Description of the task
Answer these questions from the text below on the Cascade-Sierra province:
(a) About how far does the province stretch?
(b) Into which two regions is it commonly divided?
(c) What area of high elevation basalt flows lies between the Medicine Lake Highlands and the Warner Mountains?

── Selected extract

Physiographic region in the western United States

The Cascade-Sierra province is a physiographic region of mountains in the western United States, east and adjacent to Pacific Border province and west and adjacent to the Basin and Range Province (in the south) and Columbia Plateau Province (in the north).

==About the region==
The Cascade-Sierra province stretches approximately 1000 mi from the high desert region of the Mojave Desert in Southern California to just north of the border between British Columbia and the state of Washington.

The region is extremely diverse geologically and ecologically and is commonly divided into two regions: the Cascade Mountains and the Sierra Nevada Mountains. This province is part of a larger physiographic region that extends from Alaska in the north to the southern tip of South America. Several tectonic plates meet and form this region and make it one of the most geologically active places in North America.

The province is home to several national forests, including the Lassen, Modoc, and Plumas National Forests. The Modoc Plateau, an area of high elevation basalt flows between the Medicine Lake Highlands and the Warner Mountains, is also within the region. The ecology of the province is extremely diverse and contains areas of pine, aspen, and cypress forests, mixed conifer and evergreen forests, along with montane meadows, fens, mammoth granite outcroppings, vernal pools, and sagebrush flats.

────
── The data

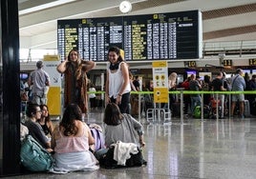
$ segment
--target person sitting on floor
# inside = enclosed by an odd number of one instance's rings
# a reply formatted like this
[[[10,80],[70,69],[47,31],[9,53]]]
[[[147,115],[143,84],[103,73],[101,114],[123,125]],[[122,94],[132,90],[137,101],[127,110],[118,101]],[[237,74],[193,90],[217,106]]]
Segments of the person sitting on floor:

────
── The data

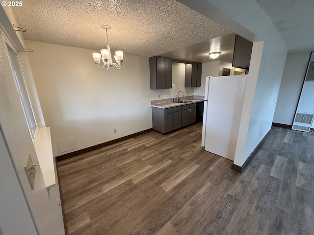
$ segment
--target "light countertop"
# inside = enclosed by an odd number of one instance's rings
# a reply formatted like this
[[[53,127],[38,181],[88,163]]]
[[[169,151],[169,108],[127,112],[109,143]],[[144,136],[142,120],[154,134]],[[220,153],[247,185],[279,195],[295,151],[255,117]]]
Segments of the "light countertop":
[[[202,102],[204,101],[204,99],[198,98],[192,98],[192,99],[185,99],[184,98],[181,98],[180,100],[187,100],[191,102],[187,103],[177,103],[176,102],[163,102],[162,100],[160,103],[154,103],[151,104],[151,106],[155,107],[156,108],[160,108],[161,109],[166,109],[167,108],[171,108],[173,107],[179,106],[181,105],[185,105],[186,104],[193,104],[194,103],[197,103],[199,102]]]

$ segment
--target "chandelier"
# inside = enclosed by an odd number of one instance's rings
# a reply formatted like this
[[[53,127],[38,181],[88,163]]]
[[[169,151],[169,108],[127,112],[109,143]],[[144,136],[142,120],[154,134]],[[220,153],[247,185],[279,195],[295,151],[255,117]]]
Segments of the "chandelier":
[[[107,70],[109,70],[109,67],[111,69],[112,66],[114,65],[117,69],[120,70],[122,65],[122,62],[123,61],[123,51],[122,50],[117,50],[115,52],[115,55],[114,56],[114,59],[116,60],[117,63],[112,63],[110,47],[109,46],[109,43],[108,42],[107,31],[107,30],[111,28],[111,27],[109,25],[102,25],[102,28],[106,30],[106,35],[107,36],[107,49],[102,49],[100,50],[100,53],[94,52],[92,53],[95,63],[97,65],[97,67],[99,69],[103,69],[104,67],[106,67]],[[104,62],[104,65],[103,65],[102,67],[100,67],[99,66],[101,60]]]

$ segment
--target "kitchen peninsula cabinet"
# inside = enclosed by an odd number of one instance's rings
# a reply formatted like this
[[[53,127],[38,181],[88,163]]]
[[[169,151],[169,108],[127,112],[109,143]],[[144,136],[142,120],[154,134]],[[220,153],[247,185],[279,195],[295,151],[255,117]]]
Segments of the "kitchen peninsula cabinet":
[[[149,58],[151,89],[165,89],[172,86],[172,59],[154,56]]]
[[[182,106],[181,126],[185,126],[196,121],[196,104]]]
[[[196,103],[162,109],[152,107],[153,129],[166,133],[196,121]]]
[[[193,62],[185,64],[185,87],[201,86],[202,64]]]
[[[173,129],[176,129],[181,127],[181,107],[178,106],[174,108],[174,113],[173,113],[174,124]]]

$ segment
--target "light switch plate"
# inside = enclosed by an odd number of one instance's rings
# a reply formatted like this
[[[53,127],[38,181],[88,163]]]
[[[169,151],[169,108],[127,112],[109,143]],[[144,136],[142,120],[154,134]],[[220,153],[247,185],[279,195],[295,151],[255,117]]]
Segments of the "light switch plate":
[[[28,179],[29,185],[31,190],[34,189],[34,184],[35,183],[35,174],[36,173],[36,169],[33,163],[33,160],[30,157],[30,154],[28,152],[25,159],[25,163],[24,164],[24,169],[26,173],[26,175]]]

────

Result of this task
(a) Approximately 1000 mi
(b) The Cascade Mountains and the Sierra Nevada Mountains
(c) The Modoc Plateau